Через две недели после закрытия кинофестиваля в Москве, 5 августа 1963 года, в Ленинграде открывалась Сессия Европейского сообщества писателей (КОМЕС). Наши писатели – и «те», и «не те», единодушно придавали ей наиважнейшее значение. Туда отправились все знаменитости, от Твардовского до Шолохова. Все, кроме Эренбурга. Искушенный политик, Эренбург понимал, что без него, популярного на Западе советского писателя, к тому же раскритикованного отцом на совещании в Кремле, к тому же еврея, в Ленинграде не обойдутся. Лучше иных он ощущал и начавшуюся в ЦК подвижку на «доманежную» колею.
После встречи в Доме приемов 17 декабря 1962 года, когда только началось завинчивание гаек, первые главы очередной, пятой книги воспоминаний Эренбурга еще кое-как проскочили в январский 1963 года номер «Нового мира», а потом все застопорилось. Цензура встала насмерть.

> [СОХРАНЁННЫЕ ДАННЫЕ]
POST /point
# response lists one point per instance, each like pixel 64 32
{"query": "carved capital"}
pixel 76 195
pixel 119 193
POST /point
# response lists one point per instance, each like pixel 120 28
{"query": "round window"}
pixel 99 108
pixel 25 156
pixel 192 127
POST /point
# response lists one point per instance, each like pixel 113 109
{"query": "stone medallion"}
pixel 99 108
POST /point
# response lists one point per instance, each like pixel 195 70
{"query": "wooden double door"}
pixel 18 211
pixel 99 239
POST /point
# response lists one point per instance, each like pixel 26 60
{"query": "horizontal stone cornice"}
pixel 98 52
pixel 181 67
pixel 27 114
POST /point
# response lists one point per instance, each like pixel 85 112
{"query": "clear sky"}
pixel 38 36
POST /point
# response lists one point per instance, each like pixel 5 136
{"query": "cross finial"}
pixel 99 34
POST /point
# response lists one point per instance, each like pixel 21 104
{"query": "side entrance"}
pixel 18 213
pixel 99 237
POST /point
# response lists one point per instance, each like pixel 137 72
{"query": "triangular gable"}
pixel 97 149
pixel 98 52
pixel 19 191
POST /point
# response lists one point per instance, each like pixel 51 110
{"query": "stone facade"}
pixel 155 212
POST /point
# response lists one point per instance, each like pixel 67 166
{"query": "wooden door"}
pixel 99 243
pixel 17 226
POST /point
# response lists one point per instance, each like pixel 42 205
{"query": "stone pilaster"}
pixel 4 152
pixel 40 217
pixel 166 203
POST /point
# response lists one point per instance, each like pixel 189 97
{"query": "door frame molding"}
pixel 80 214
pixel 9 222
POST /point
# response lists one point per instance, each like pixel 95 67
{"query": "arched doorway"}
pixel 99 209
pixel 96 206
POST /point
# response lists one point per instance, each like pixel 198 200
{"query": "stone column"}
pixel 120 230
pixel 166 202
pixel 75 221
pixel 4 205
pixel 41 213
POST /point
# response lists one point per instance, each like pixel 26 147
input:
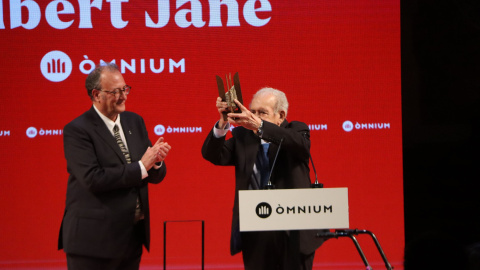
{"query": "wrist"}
pixel 260 129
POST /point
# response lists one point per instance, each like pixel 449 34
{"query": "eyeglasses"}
pixel 116 92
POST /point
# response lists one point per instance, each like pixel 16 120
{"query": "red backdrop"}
pixel 337 61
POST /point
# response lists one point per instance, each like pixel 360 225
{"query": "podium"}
pixel 293 209
pixel 302 209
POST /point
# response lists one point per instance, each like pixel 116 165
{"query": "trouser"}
pixel 274 250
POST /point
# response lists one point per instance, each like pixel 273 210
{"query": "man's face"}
pixel 109 104
pixel 262 106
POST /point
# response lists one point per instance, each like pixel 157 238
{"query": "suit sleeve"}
pixel 295 135
pixel 218 150
pixel 93 165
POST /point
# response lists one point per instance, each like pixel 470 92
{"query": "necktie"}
pixel 138 209
pixel 263 164
pixel 120 143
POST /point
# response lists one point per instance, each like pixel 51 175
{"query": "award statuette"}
pixel 233 92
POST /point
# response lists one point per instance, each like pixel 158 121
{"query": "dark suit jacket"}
pixel 102 187
pixel 291 168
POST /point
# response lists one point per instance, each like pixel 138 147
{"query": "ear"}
pixel 96 94
pixel 282 115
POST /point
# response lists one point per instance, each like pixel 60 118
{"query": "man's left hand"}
pixel 245 119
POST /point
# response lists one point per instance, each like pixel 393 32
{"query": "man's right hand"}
pixel 222 108
pixel 157 153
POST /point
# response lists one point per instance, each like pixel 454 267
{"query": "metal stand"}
pixel 350 234
pixel 165 241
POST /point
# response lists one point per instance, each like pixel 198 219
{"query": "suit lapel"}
pixel 105 134
pixel 130 137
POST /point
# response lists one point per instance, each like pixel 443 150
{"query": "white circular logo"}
pixel 347 126
pixel 159 130
pixel 31 132
pixel 56 66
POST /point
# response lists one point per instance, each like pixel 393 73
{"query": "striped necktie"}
pixel 120 143
pixel 138 209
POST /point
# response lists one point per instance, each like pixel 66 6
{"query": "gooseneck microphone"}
pixel 316 184
pixel 269 184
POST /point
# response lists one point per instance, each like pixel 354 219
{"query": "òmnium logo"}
pixel 32 132
pixel 263 210
pixel 56 66
pixel 347 126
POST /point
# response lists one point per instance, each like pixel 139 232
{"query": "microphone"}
pixel 316 184
pixel 269 184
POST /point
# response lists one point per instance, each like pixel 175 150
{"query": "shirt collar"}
pixel 109 123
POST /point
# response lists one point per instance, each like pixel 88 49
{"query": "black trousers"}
pixel 274 250
pixel 129 260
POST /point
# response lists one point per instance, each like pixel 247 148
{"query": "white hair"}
pixel 281 103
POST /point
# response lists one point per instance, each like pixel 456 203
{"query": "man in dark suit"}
pixel 110 161
pixel 264 126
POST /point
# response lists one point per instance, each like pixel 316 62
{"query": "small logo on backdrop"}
pixel 347 126
pixel 263 210
pixel 32 132
pixel 159 130
pixel 56 66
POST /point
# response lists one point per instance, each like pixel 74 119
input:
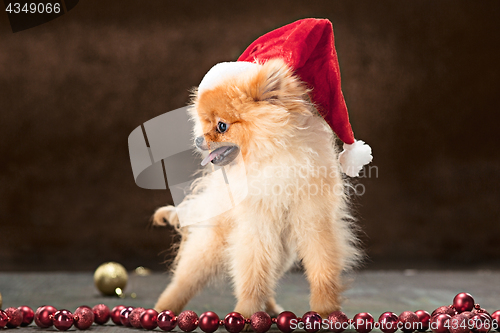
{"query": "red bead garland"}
pixel 15 317
pixel 167 320
pixel 388 322
pixel 149 319
pixel 101 314
pixel 462 317
pixel 115 314
pixel 83 317
pixel 43 316
pixel 28 315
pixel 4 319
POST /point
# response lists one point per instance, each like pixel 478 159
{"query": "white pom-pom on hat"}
pixel 354 157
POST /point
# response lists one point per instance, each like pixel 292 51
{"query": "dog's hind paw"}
pixel 164 215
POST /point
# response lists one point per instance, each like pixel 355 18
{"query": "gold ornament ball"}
pixel 111 278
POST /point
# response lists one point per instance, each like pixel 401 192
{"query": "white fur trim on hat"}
pixel 354 157
pixel 223 71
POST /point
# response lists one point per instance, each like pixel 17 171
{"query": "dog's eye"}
pixel 222 127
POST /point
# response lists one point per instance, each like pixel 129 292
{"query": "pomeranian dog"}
pixel 296 207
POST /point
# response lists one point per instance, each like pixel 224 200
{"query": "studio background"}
pixel 420 79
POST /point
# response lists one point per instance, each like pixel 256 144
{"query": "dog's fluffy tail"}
pixel 164 215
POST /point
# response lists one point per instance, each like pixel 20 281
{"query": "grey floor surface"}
pixel 370 291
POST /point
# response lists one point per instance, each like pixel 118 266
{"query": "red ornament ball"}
pixel 4 319
pixel 101 314
pixel 124 316
pixel 440 323
pixel 338 321
pixel 28 315
pixel 363 322
pixel 449 310
pixel 388 322
pixel 63 320
pixel 284 321
pixel 83 317
pixel 15 317
pixel 424 318
pixel 135 317
pixel 115 314
pixel 149 319
pixel 408 321
pixel 167 320
pixel 496 320
pixel 459 323
pixel 187 321
pixel 312 321
pixel 43 316
pixel 482 323
pixel 234 322
pixel 208 322
pixel 260 322
pixel 463 302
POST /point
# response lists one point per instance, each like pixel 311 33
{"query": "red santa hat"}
pixel 307 46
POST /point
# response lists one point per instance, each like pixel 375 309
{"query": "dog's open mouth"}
pixel 222 155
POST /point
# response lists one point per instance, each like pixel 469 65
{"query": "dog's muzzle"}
pixel 221 153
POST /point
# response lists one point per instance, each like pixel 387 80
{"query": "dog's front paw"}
pixel 164 215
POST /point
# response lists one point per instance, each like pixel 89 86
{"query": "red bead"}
pixel 463 302
pixel 459 323
pixel 363 322
pixel 101 314
pixel 83 317
pixel 388 322
pixel 234 322
pixel 208 322
pixel 15 317
pixel 286 321
pixel 135 317
pixel 423 318
pixel 28 315
pixel 115 314
pixel 63 320
pixel 312 321
pixel 124 316
pixel 440 323
pixel 482 323
pixel 338 322
pixel 167 320
pixel 408 320
pixel 43 316
pixel 149 319
pixel 187 321
pixel 496 320
pixel 444 309
pixel 4 319
pixel 260 322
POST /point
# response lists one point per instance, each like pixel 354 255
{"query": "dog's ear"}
pixel 276 83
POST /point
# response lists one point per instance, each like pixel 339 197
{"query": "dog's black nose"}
pixel 200 143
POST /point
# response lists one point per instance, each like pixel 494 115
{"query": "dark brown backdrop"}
pixel 420 79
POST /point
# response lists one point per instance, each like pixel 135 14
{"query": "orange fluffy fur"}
pixel 275 125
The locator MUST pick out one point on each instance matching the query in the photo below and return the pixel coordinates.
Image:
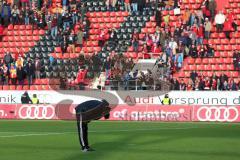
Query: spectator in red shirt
(227, 28)
(155, 48)
(200, 33)
(1, 31)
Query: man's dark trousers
(82, 132)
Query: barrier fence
(127, 113)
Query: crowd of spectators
(169, 44)
(198, 82)
(14, 70)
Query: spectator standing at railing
(220, 20)
(13, 74)
(8, 59)
(48, 19)
(227, 28)
(29, 69)
(37, 68)
(212, 6)
(6, 13)
(236, 60)
(20, 75)
(127, 5)
(207, 28)
(15, 15)
(134, 4)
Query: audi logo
(36, 112)
(221, 114)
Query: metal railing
(136, 85)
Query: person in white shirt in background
(219, 20)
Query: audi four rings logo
(221, 114)
(36, 112)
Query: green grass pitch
(57, 140)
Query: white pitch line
(112, 131)
(25, 135)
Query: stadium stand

> [ВЫПОЛНИТЕ ЗАДАНИЯ]
A. Назовите всех писателей, которые упомянуты по фамилии в тексте о ленинградской сессии КОМЕС.
B. Измените фрагмент текста о сессии КОМЕС, начиная со слов «Через две недели» и продолжая до слов «Цензура встала насмерть.»: замените «номер» на «выпуск».
C. Продолжите текст о сессии КОМЕС и воспоминаниях Эренбурга, начав сразу после его последнего предложения.
Эти данные здесь никак не используются.

> [ОТВЕТЫ]
A. Твардовский, Шолохов, Эренбург.

B.
Через две недели после закрытия кинофестиваля в Москве, 5 августа 1963 года, в Ленинграде открывалась Сессия Европейского сообщества писателей (КОМЕС). Наши писатели – и «те», и «не те», единодушно придавали ей наиважнейшее значение. Туда отправились все знаменитости, от Твардовского до Шолохова. Все, кроме Эренбурга. Искушенный политик, Эренбург понимал, что без него, популярного на Западе советского писателя, к тому же раскритикованного отцом на совещании в Кремле, к тому же еврея, в Ленинграде не обойдутся. Лучше иных он ощущал и начавшуюся в ЦК подвижку на «доманежную» колею.
После встречи в Доме приемов 17 декабря 1962 года, когда только началось завинчивание гаек, первые главы очередной, пятой книги воспоминаний Эренбурга еще кое-как проскочили в январский 1963 года выпуск «Нового мира», а потом все застопорилось. Цензура встала насмерть.

C.
Продолжение мемуаров появилось лишь в третьем, мартовском, номере «Нового мира», и только как следствие письма, которое Илья Григорьевич направил Хрущеву. На совещании в Кремле 7–8 марта 1963 года вновь склоняли Эренбурга, и снова все встало. Издательство «Советский писатель», включившее в план публикацию воспоминаний, из плана их не исключало, но и не печатало, ожидало прояснения обстановки, а пока одолевало автора замечаниями и откровенными придирками.
Илья Григорьевич решил снова апеллировать к Никите Сергеевичу. Обращаться непосредственно к Хрущеву Эренбург на сей раз воздержался, опытный царедворец сталинской школы, он предпринял обходной маневр, направил письмо одному из секретарей Союза писателей поэту Алексею Суркову с формальным отказом от поездки в Ленинград: он-де стар, стоит на пороге могилы, к тому же не знает теперь, кто он в своей стране: его не печатают, издание собрания сочинений приостановлено и далее в том же роде на нескольких листах. Эренбург не сомневался, что игра его беспроигрышна. И не ошибся. Сурков тут же передал письмо Твардовскому, тот побежал с ним к Лебедеву, Лебедев положил письмо в почту отцу.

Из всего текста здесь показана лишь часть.